*DATA TO EXAMINE*.
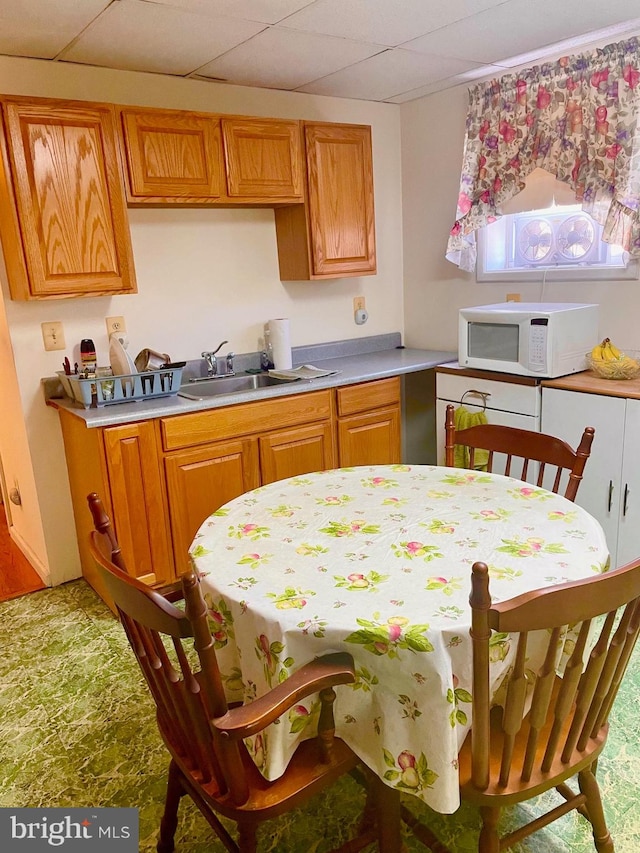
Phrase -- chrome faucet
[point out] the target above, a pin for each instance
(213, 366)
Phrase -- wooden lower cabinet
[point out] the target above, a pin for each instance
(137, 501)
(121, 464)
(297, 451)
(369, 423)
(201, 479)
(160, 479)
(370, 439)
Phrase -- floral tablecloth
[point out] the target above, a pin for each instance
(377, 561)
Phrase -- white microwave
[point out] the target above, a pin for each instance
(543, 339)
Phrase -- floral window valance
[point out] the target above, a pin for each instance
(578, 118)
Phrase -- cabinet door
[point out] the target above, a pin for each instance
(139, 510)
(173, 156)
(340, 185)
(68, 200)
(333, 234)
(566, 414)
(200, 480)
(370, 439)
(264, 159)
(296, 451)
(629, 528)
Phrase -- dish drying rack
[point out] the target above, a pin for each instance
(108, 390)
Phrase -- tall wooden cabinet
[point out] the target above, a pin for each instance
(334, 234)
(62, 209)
---
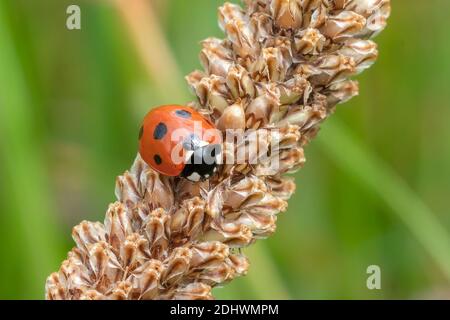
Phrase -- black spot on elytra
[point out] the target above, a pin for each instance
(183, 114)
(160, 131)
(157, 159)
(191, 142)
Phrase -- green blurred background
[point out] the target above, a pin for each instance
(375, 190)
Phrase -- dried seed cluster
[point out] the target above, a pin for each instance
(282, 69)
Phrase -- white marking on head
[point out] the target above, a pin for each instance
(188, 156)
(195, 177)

*EXERCISE*.
With the first line being the one containing "Phrase -- chrome faucet" and the last line the one containing "Phrase -- cabinet door", transcribe exactly the lines above that fall in that range.

*WRITTEN SOLUTION*.
Phrase -- chrome faucet
[point out] the target above, a pin for each instance
(213, 366)
Phrase -- wooden lower cabinet
[point out] the target above, a pin for each instance
(137, 501)
(121, 464)
(297, 451)
(369, 423)
(201, 479)
(160, 479)
(370, 439)
Phrase -- floral tablecloth
[point out] the target above, a pin for each instance
(377, 561)
Phrase -- white microwave
[point out] the target above, a pin for each instance
(543, 339)
Phrase -- floral window valance
[point out] the target above, a pin for each instance
(578, 118)
Phrase -- cabinet door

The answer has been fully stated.